Coordinate labeling data
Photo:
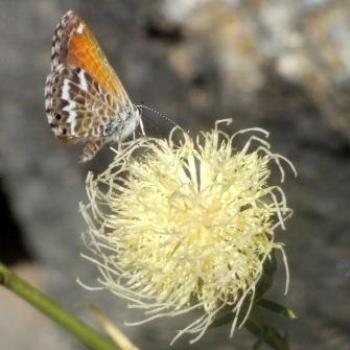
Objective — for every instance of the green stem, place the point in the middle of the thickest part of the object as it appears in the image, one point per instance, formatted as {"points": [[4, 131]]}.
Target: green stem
{"points": [[82, 331], [266, 334]]}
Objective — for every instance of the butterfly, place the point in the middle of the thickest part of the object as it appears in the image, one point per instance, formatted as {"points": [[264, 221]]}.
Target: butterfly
{"points": [[84, 98]]}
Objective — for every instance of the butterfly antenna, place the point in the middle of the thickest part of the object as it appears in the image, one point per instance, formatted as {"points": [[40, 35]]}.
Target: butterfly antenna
{"points": [[142, 106]]}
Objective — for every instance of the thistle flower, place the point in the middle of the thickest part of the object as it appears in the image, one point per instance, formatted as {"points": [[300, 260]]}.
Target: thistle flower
{"points": [[178, 226]]}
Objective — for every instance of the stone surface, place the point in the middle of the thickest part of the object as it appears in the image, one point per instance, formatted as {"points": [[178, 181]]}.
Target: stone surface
{"points": [[282, 65]]}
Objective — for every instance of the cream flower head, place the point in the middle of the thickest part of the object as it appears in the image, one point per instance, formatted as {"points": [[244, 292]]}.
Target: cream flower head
{"points": [[177, 226]]}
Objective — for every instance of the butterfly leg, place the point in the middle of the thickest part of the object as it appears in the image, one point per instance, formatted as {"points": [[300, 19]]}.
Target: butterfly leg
{"points": [[90, 149]]}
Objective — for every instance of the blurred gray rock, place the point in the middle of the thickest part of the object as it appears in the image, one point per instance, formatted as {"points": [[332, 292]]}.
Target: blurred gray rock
{"points": [[282, 65]]}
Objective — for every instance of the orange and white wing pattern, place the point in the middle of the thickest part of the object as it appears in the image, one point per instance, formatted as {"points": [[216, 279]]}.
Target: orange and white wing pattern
{"points": [[84, 98]]}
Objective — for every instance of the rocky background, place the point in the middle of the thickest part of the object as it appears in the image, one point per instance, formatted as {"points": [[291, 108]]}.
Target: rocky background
{"points": [[279, 64]]}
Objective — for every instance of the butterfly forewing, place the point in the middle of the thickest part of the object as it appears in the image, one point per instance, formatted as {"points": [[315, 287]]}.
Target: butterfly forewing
{"points": [[84, 98]]}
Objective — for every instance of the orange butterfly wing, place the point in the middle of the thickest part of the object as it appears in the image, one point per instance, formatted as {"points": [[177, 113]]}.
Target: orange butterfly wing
{"points": [[75, 44]]}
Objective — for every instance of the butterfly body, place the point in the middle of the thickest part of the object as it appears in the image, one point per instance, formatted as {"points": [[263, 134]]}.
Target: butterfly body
{"points": [[84, 98]]}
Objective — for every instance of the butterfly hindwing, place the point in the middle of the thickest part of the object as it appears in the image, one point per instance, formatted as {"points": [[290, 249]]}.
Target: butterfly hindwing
{"points": [[77, 106], [84, 98]]}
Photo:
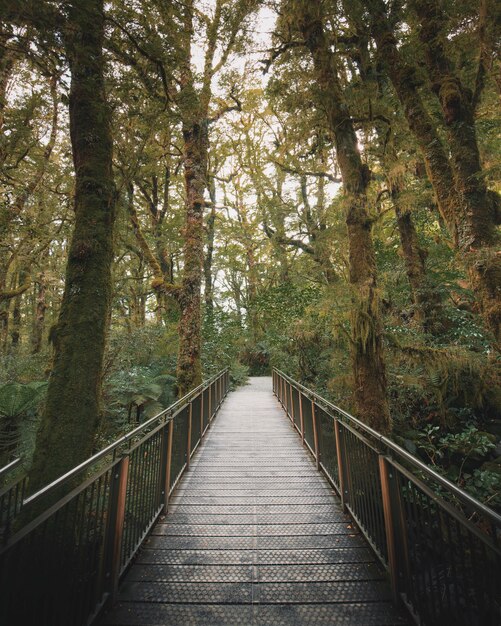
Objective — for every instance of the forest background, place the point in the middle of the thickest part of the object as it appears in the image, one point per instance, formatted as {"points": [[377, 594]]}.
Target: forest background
{"points": [[311, 186]]}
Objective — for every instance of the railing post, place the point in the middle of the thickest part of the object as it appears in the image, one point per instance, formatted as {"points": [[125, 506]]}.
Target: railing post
{"points": [[209, 412], [315, 434], [168, 463], [386, 476], [201, 414], [190, 421], [115, 528], [341, 467], [301, 417]]}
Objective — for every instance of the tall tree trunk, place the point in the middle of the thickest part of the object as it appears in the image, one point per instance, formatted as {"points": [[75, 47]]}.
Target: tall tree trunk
{"points": [[426, 300], [366, 324], [208, 278], [15, 332], [475, 242], [196, 146], [478, 238], [40, 308], [71, 414]]}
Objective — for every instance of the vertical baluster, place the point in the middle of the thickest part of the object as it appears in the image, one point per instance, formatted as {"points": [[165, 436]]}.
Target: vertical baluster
{"points": [[190, 420], [385, 476], [315, 434], [341, 470], [166, 475], [115, 527]]}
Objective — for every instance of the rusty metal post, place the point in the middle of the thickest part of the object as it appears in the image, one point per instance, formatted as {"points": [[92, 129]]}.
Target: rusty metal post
{"points": [[209, 412], [385, 476], [315, 434], [115, 529], [190, 420], [340, 464], [301, 417], [168, 464]]}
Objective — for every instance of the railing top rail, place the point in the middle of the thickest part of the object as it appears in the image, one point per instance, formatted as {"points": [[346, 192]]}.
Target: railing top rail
{"points": [[166, 413], [394, 447], [10, 466]]}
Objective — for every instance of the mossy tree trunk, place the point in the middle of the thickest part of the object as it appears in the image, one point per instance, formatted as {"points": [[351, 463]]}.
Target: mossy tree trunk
{"points": [[478, 239], [424, 297], [366, 324], [72, 410], [196, 147], [473, 234], [40, 309]]}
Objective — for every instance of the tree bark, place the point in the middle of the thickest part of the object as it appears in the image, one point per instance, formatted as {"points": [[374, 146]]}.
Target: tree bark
{"points": [[478, 239], [39, 319], [72, 410], [366, 324]]}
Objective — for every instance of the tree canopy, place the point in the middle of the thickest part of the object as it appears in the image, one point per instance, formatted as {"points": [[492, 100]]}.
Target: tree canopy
{"points": [[307, 185]]}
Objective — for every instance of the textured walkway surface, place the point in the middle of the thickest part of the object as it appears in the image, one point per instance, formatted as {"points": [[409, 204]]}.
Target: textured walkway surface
{"points": [[254, 536]]}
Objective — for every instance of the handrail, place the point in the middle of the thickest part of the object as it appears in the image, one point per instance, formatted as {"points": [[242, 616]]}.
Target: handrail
{"points": [[63, 566], [120, 441], [6, 468], [394, 447], [444, 566]]}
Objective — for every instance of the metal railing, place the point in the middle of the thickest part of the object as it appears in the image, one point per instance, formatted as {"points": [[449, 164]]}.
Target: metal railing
{"points": [[61, 567], [440, 546], [11, 498]]}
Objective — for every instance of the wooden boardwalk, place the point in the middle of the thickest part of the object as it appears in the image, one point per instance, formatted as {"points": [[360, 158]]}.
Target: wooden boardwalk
{"points": [[254, 536]]}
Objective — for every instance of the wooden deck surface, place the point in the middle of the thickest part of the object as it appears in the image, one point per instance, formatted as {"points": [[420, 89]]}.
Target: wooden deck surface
{"points": [[254, 536]]}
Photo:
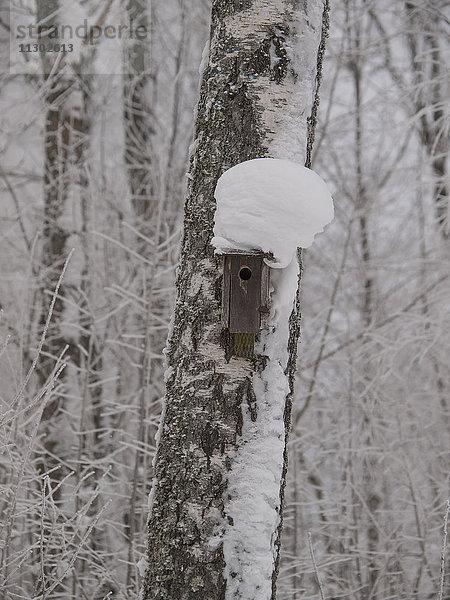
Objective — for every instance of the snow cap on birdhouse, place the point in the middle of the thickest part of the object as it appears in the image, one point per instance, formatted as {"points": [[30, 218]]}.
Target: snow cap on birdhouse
{"points": [[270, 205]]}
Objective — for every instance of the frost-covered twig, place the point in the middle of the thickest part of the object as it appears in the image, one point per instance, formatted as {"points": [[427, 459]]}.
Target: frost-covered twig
{"points": [[316, 570], [444, 548]]}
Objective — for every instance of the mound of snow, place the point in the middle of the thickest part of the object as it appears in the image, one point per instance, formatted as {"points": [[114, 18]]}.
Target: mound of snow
{"points": [[270, 205]]}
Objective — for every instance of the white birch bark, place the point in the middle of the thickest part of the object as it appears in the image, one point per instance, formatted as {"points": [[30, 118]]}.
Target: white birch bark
{"points": [[216, 504]]}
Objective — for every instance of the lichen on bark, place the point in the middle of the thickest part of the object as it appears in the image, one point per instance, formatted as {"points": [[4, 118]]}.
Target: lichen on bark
{"points": [[207, 389]]}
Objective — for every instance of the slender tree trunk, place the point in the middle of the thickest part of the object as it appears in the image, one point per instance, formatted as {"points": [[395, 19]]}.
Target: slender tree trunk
{"points": [[255, 96]]}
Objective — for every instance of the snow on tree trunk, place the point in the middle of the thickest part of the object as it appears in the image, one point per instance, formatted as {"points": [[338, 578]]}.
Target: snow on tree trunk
{"points": [[215, 507]]}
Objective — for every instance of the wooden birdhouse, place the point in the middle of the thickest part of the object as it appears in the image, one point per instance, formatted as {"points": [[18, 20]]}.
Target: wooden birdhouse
{"points": [[245, 298]]}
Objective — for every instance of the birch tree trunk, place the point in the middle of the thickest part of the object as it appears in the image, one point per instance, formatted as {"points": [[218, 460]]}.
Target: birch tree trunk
{"points": [[216, 503]]}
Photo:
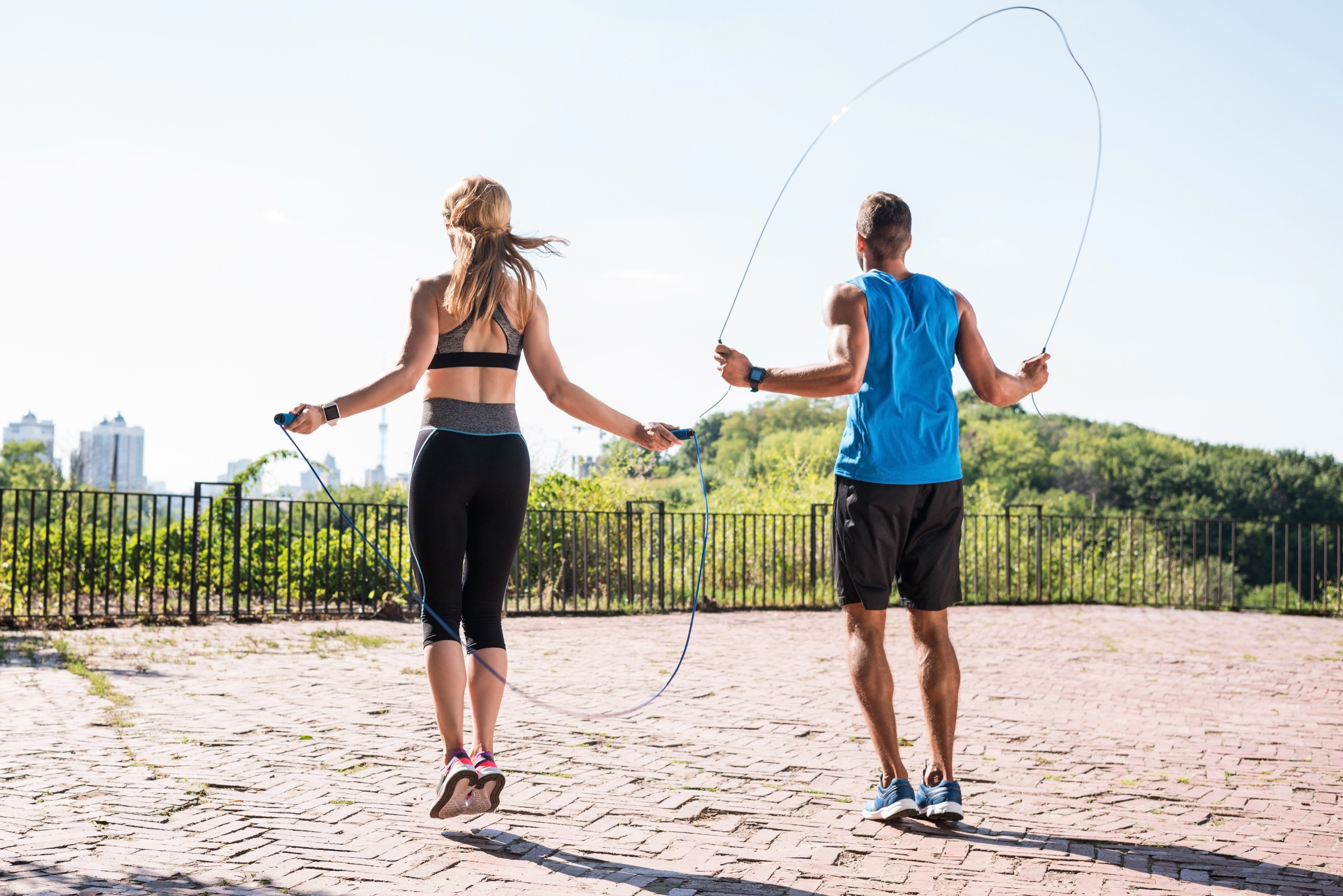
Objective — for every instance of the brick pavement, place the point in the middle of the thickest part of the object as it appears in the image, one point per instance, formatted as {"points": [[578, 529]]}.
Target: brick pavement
{"points": [[1102, 752]]}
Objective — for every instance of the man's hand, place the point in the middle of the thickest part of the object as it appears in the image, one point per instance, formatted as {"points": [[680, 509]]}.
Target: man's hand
{"points": [[734, 366], [656, 437], [1035, 373]]}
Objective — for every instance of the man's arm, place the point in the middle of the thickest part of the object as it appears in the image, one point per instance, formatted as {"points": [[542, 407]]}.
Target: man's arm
{"points": [[990, 383], [847, 316]]}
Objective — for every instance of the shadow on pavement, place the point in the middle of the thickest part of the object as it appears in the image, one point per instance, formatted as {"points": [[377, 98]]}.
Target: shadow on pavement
{"points": [[1174, 863]]}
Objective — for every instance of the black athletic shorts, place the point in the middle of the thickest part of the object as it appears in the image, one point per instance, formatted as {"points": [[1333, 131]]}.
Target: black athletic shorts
{"points": [[903, 535]]}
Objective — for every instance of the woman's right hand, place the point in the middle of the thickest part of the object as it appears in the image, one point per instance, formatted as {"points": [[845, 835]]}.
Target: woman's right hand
{"points": [[656, 437], [309, 420]]}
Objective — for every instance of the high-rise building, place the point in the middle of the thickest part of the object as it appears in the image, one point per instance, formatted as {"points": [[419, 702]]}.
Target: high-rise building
{"points": [[331, 476], [31, 430], [112, 456], [234, 469]]}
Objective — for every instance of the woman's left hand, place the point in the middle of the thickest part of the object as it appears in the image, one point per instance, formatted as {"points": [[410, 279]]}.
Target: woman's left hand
{"points": [[656, 437], [311, 418]]}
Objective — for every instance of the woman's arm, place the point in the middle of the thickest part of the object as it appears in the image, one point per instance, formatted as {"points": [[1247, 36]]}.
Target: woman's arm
{"points": [[577, 402], [992, 385], [421, 344]]}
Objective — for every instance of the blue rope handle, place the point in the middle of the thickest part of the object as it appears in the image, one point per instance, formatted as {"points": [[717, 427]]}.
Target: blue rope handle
{"points": [[281, 420]]}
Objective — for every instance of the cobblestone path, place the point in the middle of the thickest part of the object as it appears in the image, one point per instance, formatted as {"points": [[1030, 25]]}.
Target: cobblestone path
{"points": [[1102, 752]]}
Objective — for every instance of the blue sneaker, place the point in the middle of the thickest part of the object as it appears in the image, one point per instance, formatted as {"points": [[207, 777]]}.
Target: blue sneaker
{"points": [[941, 803], [894, 801]]}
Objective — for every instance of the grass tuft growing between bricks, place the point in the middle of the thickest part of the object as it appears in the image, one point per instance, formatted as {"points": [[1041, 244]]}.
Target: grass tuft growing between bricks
{"points": [[99, 683], [323, 640]]}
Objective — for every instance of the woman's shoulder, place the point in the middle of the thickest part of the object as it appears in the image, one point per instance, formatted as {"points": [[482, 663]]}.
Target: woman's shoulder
{"points": [[432, 285]]}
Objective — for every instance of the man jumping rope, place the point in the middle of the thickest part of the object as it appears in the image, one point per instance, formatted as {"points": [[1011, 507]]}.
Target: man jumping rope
{"points": [[899, 500]]}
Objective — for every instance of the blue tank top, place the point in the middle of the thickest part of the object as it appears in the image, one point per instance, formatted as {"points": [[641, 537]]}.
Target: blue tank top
{"points": [[903, 426]]}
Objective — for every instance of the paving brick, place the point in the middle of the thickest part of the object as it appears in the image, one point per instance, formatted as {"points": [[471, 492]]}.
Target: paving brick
{"points": [[1102, 752]]}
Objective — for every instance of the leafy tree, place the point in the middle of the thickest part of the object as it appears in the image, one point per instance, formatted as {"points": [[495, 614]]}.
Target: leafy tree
{"points": [[22, 467]]}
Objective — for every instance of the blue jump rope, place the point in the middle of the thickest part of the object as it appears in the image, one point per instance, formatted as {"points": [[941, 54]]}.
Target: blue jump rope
{"points": [[285, 420]]}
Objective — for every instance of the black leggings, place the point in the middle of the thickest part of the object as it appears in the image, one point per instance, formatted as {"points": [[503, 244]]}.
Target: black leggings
{"points": [[468, 499]]}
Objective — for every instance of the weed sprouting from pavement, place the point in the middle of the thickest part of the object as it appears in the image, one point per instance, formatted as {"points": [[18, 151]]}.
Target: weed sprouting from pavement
{"points": [[99, 683]]}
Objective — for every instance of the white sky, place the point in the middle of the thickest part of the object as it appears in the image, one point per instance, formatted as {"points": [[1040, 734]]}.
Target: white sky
{"points": [[211, 211]]}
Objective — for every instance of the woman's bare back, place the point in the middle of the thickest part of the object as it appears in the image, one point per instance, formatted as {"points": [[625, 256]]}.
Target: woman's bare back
{"points": [[488, 385]]}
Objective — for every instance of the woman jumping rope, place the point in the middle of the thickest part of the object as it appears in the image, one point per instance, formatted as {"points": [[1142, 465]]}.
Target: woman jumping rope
{"points": [[472, 471]]}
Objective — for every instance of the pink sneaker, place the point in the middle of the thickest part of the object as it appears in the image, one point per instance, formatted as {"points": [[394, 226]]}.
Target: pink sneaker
{"points": [[489, 785], [455, 788]]}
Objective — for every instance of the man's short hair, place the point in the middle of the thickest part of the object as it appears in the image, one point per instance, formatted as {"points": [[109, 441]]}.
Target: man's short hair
{"points": [[886, 222]]}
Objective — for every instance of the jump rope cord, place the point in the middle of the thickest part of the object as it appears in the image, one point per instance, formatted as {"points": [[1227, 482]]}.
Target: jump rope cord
{"points": [[437, 619], [859, 96]]}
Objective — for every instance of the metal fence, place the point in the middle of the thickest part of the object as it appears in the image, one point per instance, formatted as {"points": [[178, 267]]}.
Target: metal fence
{"points": [[216, 553]]}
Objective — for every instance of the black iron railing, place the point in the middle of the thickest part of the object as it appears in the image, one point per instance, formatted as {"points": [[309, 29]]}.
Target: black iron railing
{"points": [[217, 553]]}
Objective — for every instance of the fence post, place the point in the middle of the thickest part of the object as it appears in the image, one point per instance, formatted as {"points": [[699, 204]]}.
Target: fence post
{"points": [[1040, 538], [1040, 511], [629, 551], [195, 549], [812, 571], [238, 538]]}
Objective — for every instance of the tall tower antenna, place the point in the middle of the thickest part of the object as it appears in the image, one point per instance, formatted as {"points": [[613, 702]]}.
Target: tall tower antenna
{"points": [[382, 441]]}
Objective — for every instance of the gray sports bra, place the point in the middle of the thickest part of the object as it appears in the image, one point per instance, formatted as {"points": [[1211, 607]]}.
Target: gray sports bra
{"points": [[451, 353]]}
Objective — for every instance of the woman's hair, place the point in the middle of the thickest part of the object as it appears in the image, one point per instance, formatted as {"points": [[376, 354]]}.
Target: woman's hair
{"points": [[479, 214]]}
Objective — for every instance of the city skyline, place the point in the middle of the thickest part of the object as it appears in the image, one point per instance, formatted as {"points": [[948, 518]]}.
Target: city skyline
{"points": [[30, 429], [112, 456]]}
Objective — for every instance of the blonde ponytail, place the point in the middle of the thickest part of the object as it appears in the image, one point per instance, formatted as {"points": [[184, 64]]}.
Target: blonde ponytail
{"points": [[479, 214]]}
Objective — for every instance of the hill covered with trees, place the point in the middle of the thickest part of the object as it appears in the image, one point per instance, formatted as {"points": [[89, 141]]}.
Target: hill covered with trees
{"points": [[778, 457]]}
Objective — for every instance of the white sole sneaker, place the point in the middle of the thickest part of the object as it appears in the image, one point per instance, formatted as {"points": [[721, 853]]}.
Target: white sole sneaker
{"points": [[455, 793], [899, 809]]}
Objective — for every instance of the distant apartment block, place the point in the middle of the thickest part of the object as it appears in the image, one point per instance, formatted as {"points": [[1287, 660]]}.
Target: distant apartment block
{"points": [[234, 469], [31, 430], [111, 455]]}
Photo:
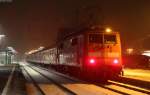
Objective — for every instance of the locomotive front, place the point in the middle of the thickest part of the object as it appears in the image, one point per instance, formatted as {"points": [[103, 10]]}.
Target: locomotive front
{"points": [[104, 53]]}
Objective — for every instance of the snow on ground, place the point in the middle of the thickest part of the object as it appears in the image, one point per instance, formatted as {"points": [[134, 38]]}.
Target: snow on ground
{"points": [[137, 74]]}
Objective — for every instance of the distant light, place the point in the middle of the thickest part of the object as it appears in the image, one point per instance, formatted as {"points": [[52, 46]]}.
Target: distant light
{"points": [[12, 49], [108, 30], [129, 50], [146, 53], [116, 61], [92, 61]]}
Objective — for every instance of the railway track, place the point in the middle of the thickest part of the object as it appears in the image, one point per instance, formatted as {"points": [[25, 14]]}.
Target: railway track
{"points": [[110, 88], [40, 91]]}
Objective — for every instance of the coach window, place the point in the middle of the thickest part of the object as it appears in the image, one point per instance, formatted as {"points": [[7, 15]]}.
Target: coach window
{"points": [[61, 46], [74, 41]]}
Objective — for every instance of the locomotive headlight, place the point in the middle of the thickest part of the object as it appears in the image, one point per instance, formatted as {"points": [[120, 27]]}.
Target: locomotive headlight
{"points": [[92, 61], [116, 61]]}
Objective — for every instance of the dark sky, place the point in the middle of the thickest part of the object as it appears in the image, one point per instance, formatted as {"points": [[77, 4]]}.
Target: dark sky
{"points": [[29, 24]]}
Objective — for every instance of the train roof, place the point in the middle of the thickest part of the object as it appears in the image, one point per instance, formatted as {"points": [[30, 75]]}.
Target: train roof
{"points": [[68, 32]]}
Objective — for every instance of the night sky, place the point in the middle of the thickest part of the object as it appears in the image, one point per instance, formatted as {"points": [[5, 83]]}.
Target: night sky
{"points": [[29, 24]]}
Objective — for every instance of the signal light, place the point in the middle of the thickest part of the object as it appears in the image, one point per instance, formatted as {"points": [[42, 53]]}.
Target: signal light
{"points": [[92, 61], [115, 61]]}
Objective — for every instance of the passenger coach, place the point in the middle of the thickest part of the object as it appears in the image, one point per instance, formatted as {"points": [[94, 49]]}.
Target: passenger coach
{"points": [[90, 52]]}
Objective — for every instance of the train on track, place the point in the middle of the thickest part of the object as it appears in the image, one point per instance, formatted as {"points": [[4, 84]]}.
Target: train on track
{"points": [[90, 52]]}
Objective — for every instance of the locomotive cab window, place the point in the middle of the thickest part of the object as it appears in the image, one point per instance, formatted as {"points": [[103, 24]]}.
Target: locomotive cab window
{"points": [[110, 39], [74, 41], [95, 38]]}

> _Problem_
Exactly repeat the lines from the line that contains "locomotive headlight, place" to the end of the entries, both included, and leave out all other lines.

> _Solution below_
Objective — for every instance of the locomotive headlight, place the point in the middle of the thickest part of the object as it appears in the image, one point per instance, formatted as {"points": [[120, 27]]}.
Target: locomotive headlight
{"points": [[92, 61], [116, 61]]}
Objective — for every instance of the dark sky, place the point in the middle of the thickest part of the object as it appears in the image, one point per instance, formatted as {"points": [[77, 4]]}.
Target: dark sky
{"points": [[29, 24]]}
Objective — for every instance of the train roof, place the point in the middle of the thickest part of the object as it appears in the image, one point per instance, formatted as {"points": [[30, 75]]}.
Target: train roof
{"points": [[68, 32]]}
Objective — for every instance of the night sky, place the point in the middle of the thickest part of the object as it appears in the image, one point per instance, formatted as {"points": [[5, 83]]}.
Target: night sky
{"points": [[29, 24]]}
Objective — for every instance of the signal light, place the point in the middle of the thickest part of the object as it appears in the image, one point per instance, formatted as {"points": [[42, 53]]}.
Target: signal light
{"points": [[92, 61], [115, 61]]}
Objective — for every instance of the passenger coach, place the point in the middle of the thickest part of the object as it appears in the image, one point per instance, formatted as {"points": [[94, 49]]}.
Target: passenger coach
{"points": [[90, 52]]}
Objective — for every instance of the train on track, place the point in the middle of the thickest part of the object as it appears in the image, one point per instance, formatted as {"points": [[4, 84]]}.
Target: train on track
{"points": [[90, 52]]}
Objective — for every instance of the locomotive cab window, place the point in the middle of the thickest part of the object as it appears in the image, one point per instance, formatted as {"points": [[103, 24]]}.
Target: locomotive cab window
{"points": [[110, 39], [74, 41], [95, 38]]}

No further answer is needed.